Exercise passage:
As first-time parents, you always want to do the right thing for your kids. You spend hours researching the proper carseats, the right diapers, the best preschools. You try to shelter them from evil things and bombard them with classical music and endless Baby Einstein DVD’s at every possible opportunity.
There’s one place where I went horribly awry. It’s my big fat potty mouth.
Now, I grew up in a house where there was no drinking, no smoking, and certainly no cursing. I don’t think I even began cursing until I got to college and even then it wasn’t out of control. Go to work in a construction company, and more often than not you will replace every useful noun, verb, or adjective with something that your mother would wash your mouth out with soap for saying. Now, to his credit, Joey is much better at controlling his potty mouth than I am…or at least more creative about it. As long as Monkey Man doesn’t become an adept speller anytime soon, we will be golden.
I knew I was in trouble when Monkey Man was three. We had just endured a marathon trip to the pediatrician’s office and were on our way home. I, as usual, was zipping down the highway in a hurry to get to CVS to get the prescription and get on home. MM had some Power Rangers figures in the back seat and was doing little scuffles between them over domination of the armrest. Suddenly, out of the back seat, my precious child piped up, “Hey Mommy, watch this…..” and as the Red Ranger plummeted from the top of the car window down onto the armrest, he was bellowing “SHIIIIIIIITTTTTTT” as loud as he could. I just about drove off the road. You know how want to laugh, but you know you can’t? So I went home and told Joey that we had to do a better job of not cursing in front of our little sponge. He sort of snickered at me, since he knew good and well that HE wasn’t the one with the problem.

Region descriptions in natural language

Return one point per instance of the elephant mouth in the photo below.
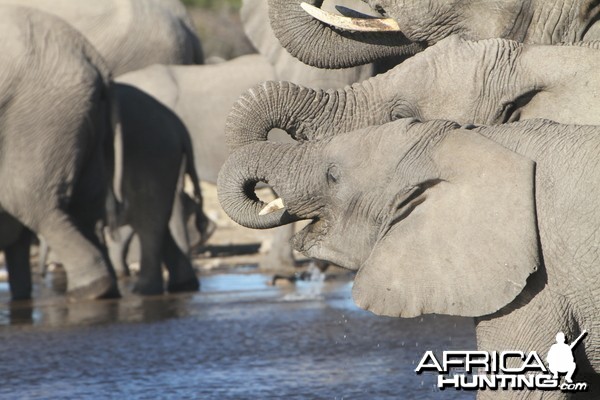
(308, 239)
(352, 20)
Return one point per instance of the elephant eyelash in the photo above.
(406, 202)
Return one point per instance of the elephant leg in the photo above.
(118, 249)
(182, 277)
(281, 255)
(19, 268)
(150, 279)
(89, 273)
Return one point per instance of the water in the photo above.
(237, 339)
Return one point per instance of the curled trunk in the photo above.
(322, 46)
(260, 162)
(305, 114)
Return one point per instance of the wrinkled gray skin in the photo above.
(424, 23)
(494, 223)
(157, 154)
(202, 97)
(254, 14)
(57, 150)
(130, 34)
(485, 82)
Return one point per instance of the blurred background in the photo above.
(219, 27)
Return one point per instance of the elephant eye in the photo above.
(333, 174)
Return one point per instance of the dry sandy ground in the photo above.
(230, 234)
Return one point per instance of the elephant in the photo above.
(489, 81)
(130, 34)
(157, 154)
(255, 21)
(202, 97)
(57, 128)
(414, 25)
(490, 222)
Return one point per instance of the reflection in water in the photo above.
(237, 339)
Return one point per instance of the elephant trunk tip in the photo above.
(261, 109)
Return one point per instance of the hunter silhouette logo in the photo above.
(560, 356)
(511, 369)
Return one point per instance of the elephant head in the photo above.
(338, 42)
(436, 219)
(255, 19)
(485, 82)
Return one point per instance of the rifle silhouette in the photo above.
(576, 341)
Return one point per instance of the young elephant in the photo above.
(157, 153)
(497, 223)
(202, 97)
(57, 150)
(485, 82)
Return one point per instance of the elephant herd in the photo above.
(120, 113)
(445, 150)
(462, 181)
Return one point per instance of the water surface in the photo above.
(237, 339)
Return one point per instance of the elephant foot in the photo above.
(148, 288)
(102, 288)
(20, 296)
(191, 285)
==
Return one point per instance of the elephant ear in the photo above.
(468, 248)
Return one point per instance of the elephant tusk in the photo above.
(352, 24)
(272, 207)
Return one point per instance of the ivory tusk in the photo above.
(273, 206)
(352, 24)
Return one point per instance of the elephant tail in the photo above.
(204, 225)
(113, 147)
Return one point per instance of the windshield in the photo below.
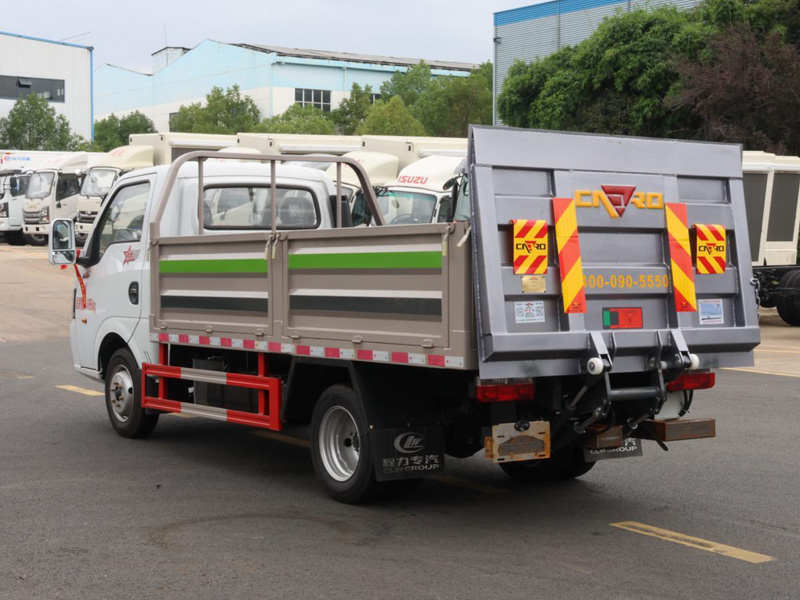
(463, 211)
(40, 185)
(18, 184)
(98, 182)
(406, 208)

Exercise: Transcribe the passage about cursing in front of a young child from "As first-time parents, you" up to and including "every possible opportunity.". The rows have nothing to do with the text.

Task result:
As first-time parents, you always want to do the right thing for your kids. You spend hours researching the proper carseats, the right diapers, the best preschools. You try to shelter them from evil things and bombard them with classical music and endless Baby Einstein DVD’s at every possible opportunity.